> _Aufgaben der Übung_
**a)** Beantworten Sie anhand des Artikels über Martin Sellner die folgenden Fragen:
(i) Welches Amt bekleidet Mehmet Daimagüler?
(ii) Wie alt ist Martin Sellner?
(iii) Was stellte Sellner bei dem Treffen bei Potsdam vor?
**b)** Übertragen Sie aus dem Artikel über Martin Sellner wortgetreu den Abschnitt zwischen „Mehmet Daimagüler, Antiziganismusbeauftragter“ und „auch nach Deutschland.“, beide Stellen eingeschlossen.
**c)** Greifen Sie den Artikel über Martin Sellner nach seinem letzten Satz auf und schreiben Sie ihn weiter.

> _Seitenauszug_
=====

Rechtsextremer Martin Sellner: Einreisesperre für Sellner?

Mehmet Daimagüler, Antiziganismusbeauftragter der Regierung, fordert ein Einreiseverbot für Martin Sellner. Das wird nun geprüft.

Der österreichische Rechtsextremist Martin Sellner bei einem Interview.

Propagiert seit Jahren rechtsextreme Vertreibungspläne: Martin Sellner Foto: Thomas Kronsteiner/getty

BERLIN taz | Martin Sellner gehört wohl zu den umtriebigsten Rechtsextremisten Europas, nun steht der 35-jährige Österreicher wieder voll im Fokus: Er war laut Correctiv Hauptredner bei einem „Geheimtreffen“ von AfDlern und anderen Rechtsextremen im Novmeber 2023 bei Potsdam, präsentierte dort einen „Masterplan“ zur „Remigration“, zu millionenfacher Vertreibung. Schon zuvor und auch danach reiste er immer wieder zu Vorträgen und Netzwerktreffen auch nach Deutschland.

=====

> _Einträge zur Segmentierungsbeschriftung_
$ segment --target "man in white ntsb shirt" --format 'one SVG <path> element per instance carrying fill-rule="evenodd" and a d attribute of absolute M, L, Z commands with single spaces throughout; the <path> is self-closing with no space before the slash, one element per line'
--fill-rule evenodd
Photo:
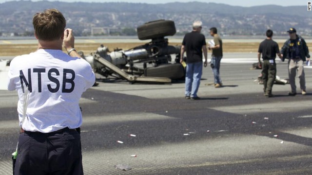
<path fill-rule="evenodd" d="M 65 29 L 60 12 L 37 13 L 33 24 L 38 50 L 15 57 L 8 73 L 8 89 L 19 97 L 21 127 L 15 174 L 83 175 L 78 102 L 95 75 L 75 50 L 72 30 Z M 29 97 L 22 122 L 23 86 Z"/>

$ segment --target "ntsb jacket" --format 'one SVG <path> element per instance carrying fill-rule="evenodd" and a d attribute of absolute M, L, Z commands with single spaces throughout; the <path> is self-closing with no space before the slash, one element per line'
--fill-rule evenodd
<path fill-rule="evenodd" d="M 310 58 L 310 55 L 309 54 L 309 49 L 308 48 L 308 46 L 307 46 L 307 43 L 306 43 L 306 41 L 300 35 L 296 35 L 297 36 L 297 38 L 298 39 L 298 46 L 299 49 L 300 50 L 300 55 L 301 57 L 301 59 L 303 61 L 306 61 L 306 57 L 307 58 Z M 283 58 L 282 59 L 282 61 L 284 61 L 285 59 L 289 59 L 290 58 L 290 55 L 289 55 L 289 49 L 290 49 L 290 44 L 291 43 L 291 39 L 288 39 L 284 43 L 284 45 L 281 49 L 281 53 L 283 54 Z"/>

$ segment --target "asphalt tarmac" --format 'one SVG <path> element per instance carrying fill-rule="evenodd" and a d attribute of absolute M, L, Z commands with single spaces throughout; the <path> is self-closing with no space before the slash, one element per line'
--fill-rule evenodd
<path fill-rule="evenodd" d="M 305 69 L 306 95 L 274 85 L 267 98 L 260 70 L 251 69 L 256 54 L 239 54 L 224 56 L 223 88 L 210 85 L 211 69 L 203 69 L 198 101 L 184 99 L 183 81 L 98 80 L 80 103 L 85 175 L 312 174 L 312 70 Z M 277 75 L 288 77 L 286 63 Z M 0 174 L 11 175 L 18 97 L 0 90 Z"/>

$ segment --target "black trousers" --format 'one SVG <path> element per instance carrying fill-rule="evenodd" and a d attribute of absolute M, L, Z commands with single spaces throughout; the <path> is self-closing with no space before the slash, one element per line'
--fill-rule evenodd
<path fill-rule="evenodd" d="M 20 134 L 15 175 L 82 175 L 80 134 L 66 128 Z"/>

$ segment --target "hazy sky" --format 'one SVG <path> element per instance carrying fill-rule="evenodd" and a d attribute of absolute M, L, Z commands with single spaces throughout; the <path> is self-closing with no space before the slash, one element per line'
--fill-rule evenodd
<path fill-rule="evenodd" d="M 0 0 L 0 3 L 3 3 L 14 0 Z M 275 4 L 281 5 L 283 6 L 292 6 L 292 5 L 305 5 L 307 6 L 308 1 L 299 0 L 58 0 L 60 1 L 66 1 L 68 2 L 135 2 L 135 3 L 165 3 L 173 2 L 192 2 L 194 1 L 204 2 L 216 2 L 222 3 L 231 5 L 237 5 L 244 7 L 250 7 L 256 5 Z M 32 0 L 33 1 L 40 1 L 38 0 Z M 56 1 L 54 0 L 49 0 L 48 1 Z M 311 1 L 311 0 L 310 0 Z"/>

=====

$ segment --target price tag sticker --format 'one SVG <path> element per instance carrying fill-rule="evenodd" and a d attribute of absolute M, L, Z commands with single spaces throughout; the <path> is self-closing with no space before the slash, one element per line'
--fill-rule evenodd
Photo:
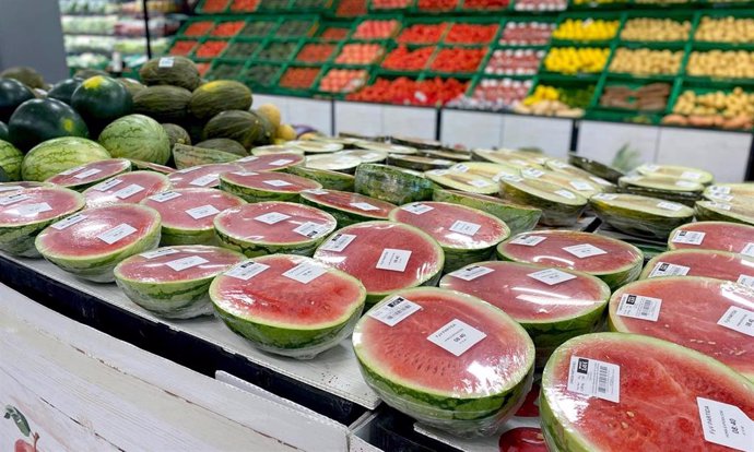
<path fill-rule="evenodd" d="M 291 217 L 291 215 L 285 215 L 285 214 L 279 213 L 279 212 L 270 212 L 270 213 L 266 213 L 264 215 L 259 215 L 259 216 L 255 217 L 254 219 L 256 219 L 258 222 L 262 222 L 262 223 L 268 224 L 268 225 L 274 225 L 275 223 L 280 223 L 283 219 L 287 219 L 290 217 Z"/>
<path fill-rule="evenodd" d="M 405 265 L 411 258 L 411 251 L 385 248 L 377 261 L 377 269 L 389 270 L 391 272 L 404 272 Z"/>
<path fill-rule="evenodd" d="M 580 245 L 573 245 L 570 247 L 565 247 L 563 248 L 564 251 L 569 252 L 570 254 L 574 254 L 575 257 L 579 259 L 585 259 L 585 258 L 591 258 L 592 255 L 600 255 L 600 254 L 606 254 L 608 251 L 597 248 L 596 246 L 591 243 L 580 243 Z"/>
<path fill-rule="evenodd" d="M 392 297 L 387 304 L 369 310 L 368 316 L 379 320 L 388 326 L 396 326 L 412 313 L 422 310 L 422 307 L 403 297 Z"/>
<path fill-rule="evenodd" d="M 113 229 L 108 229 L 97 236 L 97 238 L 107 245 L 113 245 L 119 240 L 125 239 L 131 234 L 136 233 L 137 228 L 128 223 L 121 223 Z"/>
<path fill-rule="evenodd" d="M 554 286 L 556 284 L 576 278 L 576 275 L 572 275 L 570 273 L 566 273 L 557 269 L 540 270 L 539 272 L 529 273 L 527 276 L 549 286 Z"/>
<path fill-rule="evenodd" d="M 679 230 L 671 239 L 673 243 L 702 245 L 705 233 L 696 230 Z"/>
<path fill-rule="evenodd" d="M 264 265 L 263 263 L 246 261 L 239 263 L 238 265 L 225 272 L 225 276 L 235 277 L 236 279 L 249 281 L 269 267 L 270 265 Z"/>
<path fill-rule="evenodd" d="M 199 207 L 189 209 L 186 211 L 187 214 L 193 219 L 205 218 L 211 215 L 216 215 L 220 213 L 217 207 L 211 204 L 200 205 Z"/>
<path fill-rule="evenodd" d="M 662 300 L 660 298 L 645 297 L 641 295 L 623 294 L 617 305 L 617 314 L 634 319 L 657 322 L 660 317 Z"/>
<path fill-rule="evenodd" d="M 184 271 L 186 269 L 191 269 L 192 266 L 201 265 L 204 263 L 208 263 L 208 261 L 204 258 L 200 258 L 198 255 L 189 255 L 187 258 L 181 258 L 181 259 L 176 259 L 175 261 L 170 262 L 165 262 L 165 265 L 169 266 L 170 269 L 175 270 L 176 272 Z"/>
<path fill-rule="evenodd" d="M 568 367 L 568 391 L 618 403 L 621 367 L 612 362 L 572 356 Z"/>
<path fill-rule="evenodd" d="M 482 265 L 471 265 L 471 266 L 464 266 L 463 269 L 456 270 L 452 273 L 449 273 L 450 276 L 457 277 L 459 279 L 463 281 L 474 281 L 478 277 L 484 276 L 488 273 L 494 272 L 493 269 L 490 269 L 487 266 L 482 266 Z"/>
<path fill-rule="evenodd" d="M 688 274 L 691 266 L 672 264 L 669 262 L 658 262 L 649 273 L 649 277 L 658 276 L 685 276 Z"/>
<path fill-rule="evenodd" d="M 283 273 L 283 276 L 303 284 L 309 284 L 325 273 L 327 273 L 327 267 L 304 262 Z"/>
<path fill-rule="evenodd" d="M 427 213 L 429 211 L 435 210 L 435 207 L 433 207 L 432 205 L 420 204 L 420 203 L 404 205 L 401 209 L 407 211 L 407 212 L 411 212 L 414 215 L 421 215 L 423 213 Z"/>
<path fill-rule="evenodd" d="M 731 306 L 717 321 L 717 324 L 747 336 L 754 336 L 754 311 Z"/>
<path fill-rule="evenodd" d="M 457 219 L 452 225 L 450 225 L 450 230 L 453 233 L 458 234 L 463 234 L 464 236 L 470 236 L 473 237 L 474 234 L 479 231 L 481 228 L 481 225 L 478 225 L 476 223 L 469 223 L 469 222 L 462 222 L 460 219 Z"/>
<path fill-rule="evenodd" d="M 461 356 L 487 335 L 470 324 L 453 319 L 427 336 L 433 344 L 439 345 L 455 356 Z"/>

=====

> _Lösungen der Aufgaben_
**a)**
(i) Er ist Antiziganismusbeauftragter der Regierung.
(ii) Er ist 35 Jahre alt.
(iii) Er stellte einen „Masterplan“ zur „Remigration“ vor, also zu millionenfacher Vertreibung.

**b)**
Mehmet Daimagüler, Antiziganismusbeauftragter der Regierung, fordert ein Einreiseverbot für Martin Sellner. Das wird nun geprüft.

Der österreichische Rechtsextremist Martin Sellner bei einem Interview.

Propagiert seit Jahren rechtsextreme Vertreibungspläne: Martin Sellner Foto: Thomas Kronsteiner/getty

BERLIN taz | Martin Sellner gehört wohl zu den umtriebigsten Rechtsextremisten Europas, nun steht der 35-jährige Österreicher wieder voll im Fokus: Er war laut Correctiv Hauptredner bei einem „Geheimtreffen“ von AfDlern und anderen Rechtsextremen im Novmeber 2023 bei Potsdam, präsentierte dort einen „Masterplan“ zur „Remigration“, zu millionenfacher Vertreibung. Schon zuvor und auch danach reiste er immer wieder zu Vorträgen und Netzwerktreffen auch nach Deutschland.

**c)**
Mehmet Daimagüler, Antiziganismusbeauftragter der Bundesregierung, fordert nun, das zu unterbinden – und ein Einreiseverbot für Sellner nach Deutschland zu prüfen. „Angesichts der ungeheuerlichen Vertreibungspläne von Sellner und seinen Gleichgesinnten muss der Rechtsstaat alle rechtlichen Gegenmittel in Stellung bringen“, so Daimagüler zur taz.

Sellner sei nicht erst seit den aktuellen Berichten „als rechter Gefährder“ anzusehen. „Im Interesse der öffentlichen Ordnung sollte jetzt geprüft werden, ob und wie die Einreise von ausländischen Gefährdern wie Sellner nach Deutschland untersagt werden kann.“ Die hohen Hürden seien ihm dabei bewusst, so Daimagüler. Angesichts der „monströsen Pläne“ der Rechtsextremen sei ein Handeln aber „dringend geboten“. Nach taz-Informationen forderte Daimagüler dies auch in einem Schreiben an Bundesinnenministerin Nancy Faeser (SPD) ein.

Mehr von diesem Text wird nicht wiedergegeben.